Records excerpted from a collection
-=-=-

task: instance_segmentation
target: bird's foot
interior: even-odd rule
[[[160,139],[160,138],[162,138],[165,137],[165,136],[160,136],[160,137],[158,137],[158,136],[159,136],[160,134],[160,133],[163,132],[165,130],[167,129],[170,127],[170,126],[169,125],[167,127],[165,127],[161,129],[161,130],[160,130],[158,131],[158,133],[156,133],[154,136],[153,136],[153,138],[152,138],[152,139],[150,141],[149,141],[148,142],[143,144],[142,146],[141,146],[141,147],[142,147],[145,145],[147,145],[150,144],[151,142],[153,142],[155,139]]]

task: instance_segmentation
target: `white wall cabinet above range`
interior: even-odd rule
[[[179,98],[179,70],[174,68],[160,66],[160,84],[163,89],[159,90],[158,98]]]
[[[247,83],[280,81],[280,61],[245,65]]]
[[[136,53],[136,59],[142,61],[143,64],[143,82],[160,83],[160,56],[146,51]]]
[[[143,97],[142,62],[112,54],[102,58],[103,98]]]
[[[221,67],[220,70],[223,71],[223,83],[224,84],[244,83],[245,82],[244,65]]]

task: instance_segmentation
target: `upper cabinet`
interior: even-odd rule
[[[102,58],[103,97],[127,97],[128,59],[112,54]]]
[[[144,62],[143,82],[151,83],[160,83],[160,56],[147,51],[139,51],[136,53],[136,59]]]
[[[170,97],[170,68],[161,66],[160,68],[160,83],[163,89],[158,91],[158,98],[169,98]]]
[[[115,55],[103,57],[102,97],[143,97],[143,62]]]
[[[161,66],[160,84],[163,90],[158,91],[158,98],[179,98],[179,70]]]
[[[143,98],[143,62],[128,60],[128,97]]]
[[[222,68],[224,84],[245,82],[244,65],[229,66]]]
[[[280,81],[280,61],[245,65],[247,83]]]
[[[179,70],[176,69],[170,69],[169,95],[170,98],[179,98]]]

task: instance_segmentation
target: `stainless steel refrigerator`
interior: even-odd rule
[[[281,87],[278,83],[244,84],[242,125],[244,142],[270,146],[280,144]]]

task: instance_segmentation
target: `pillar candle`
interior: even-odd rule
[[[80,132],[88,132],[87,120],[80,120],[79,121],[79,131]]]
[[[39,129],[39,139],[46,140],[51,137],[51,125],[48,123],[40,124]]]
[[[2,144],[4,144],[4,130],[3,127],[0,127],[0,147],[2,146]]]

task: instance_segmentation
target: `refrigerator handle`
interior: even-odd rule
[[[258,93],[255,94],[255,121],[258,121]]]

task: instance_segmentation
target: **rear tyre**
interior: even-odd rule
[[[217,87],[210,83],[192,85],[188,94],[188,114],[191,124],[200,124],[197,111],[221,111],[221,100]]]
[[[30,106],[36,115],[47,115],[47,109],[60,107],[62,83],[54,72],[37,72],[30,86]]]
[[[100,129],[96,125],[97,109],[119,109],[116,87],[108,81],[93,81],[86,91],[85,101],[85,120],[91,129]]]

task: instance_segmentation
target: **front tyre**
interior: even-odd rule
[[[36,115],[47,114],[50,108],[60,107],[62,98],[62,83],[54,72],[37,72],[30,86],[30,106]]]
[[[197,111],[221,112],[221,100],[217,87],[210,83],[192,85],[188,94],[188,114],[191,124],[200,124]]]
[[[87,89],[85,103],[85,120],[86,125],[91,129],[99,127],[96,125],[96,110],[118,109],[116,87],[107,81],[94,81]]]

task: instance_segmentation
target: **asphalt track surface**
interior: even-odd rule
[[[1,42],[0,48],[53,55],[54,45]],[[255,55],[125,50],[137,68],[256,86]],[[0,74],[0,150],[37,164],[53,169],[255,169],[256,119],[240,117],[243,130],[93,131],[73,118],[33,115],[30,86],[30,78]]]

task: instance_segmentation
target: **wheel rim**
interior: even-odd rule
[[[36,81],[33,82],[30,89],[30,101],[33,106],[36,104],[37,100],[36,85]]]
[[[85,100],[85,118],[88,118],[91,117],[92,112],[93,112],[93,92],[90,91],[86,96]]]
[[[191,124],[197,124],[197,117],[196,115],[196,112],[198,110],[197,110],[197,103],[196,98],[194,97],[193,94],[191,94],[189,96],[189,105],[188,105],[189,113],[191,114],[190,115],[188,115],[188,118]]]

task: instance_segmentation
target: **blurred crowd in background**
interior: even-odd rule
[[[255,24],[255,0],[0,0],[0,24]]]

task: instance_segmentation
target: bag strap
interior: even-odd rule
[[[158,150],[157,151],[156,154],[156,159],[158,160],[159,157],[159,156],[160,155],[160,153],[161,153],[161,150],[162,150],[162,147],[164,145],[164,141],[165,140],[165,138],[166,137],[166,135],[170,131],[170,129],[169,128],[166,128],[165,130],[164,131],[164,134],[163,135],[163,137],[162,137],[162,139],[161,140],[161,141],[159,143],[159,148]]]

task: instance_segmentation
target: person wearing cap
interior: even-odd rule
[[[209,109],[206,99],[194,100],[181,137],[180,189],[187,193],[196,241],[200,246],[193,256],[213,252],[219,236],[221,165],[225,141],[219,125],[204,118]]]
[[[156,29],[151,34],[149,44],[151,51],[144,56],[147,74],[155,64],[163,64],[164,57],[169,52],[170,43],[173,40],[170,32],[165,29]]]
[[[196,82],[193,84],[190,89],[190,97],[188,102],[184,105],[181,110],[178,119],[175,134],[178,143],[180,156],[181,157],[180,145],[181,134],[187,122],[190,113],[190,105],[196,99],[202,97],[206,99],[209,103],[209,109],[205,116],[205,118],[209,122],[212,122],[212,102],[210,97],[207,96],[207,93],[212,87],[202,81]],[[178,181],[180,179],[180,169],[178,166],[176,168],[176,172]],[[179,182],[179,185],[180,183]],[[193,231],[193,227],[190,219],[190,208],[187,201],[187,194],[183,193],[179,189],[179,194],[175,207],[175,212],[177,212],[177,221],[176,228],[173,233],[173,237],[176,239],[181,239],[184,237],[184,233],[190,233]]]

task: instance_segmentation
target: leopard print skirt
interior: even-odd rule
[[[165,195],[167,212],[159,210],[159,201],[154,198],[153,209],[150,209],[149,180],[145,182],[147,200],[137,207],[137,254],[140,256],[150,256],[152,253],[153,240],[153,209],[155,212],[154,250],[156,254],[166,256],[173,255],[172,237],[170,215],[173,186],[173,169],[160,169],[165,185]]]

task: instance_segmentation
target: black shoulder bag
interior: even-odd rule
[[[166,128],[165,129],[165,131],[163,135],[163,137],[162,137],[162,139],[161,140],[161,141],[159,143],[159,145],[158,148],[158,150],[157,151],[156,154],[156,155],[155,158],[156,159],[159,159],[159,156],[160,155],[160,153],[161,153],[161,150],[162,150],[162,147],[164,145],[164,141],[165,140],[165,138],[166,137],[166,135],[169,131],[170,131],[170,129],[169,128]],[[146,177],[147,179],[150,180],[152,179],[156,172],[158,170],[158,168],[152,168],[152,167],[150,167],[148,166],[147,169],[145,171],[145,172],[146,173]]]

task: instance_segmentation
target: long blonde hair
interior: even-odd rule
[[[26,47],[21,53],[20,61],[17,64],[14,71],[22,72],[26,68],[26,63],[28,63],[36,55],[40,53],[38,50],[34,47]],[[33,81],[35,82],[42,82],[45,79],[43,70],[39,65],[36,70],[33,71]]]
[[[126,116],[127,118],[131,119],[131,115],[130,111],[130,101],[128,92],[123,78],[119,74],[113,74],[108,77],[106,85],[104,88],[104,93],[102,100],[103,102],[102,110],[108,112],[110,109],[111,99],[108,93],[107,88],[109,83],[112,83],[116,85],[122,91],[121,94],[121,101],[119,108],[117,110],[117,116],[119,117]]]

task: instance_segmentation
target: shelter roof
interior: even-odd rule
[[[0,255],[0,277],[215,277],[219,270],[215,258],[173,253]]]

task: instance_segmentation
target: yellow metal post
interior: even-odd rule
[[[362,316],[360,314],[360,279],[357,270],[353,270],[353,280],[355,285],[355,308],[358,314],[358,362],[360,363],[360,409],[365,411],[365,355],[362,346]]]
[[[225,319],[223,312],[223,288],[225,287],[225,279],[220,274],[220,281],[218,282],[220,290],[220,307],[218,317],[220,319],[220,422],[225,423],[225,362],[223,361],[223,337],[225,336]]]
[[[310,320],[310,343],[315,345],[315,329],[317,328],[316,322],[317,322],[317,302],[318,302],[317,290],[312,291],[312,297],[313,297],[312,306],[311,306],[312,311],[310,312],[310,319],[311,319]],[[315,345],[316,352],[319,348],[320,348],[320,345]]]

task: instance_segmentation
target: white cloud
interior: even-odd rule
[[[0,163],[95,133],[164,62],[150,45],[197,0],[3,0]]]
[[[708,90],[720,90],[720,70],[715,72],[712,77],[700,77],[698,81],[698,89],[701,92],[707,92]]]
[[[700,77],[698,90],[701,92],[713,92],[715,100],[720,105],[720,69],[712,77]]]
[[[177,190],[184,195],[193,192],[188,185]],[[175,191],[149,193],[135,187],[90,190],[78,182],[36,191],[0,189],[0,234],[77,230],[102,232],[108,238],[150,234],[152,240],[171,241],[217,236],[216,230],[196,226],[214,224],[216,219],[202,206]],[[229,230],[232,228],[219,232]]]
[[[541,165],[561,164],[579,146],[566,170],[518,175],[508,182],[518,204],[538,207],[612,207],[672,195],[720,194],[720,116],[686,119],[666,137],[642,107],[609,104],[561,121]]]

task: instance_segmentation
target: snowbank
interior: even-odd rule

-=-=-

AIM OF THE EXERCISE |
Rewrite every line of the data above, from the first line through the line containing "[[[258,93],[255,94],[255,121],[258,121]]]" (both included), keeping all text as it stands. Shift each coordinate in the polygon outlines by -91.

THE COMPLETED TASK |
task: instance_segmentation
target: bird's foot
interior: even-odd rule
[[[69,48],[69,47],[71,47],[74,46],[74,45],[69,45],[69,46],[67,46],[67,45],[68,45],[69,43],[69,42],[72,41],[74,39],[76,38],[79,36],[79,35],[78,34],[76,36],[74,36],[70,38],[70,39],[69,39],[67,40],[67,42],[65,42],[63,45],[62,45],[62,47],[61,47],[61,48],[59,50],[58,50],[57,51],[52,53],[51,55],[50,55],[50,56],[51,56],[54,54],[56,54],[59,53],[60,51],[62,51],[64,48]]]

task: instance_segmentation
target: `white wall cabinet above range`
interior: even-odd rule
[[[88,7],[88,-21],[83,-23],[69,-25],[69,-7],[72,-2],[68,-1],[67,7]]]
[[[156,-8],[189,-10],[189,-30],[154,-26]]]
[[[45,-38],[45,-32],[51,-30],[52,-27],[52,-9],[69,-8],[69,-35],[55,-40]]]
[[[52,6],[51,-29],[21,-37],[11,-33],[12,7]]]
[[[130,-24],[129,-21],[132,-20],[132,-8],[133,-7],[153,-8],[154,-9],[153,-26]]]

task: instance_segmentation
target: `upper cabinet`
interior: even-odd rule
[[[11,-33],[12,6],[36,6],[37,-32],[21,-37]]]
[[[53,-29],[52,-9],[60,-8],[69,-8],[69,-35],[56,-40],[48,-40],[45,-38],[45,-32]]]
[[[79,6],[79,-23],[70,-25],[69,-23],[69,-8],[72,-2],[67,0],[67,7],[78,7]]]
[[[24,-36],[12,-34],[11,6],[52,6],[52,-29]]]
[[[70,-25],[69,-7],[72,-1],[67,0],[67,7],[88,7],[88,-21]]]
[[[52,7],[52,-29],[37,-31],[37,6]]]
[[[131,-23],[133,-7],[154,-9],[153,-26],[138,-25]]]
[[[189,-10],[189,-30],[154,-26],[156,-8]]]
[[[88,-21],[85,-22],[79,-22],[78,4],[79,7],[88,7]]]

task: instance_segmentation
target: `stainless steel refrigerator`
interior: even-odd rule
[[[190,-4],[187,-8],[153,-7],[151,34],[153,51],[179,55],[189,53]]]

task: instance_segmentation
target: `pillar candle`
interior: even-odd rule
[[[-11,41],[-3,41],[-4,29],[-11,29],[-12,30],[-12,40]]]
[[[-52,38],[-52,48],[-45,49],[-40,46],[-40,34],[-43,32],[-51,33]]]
[[[-89,53],[-87,53],[-87,39],[-88,36],[-91,36],[-91,56],[-89,55]]]

task: instance_segmentation
target: `refrigerator handle`
interior: even-odd rule
[[[167,2],[164,3],[164,30],[167,30]]]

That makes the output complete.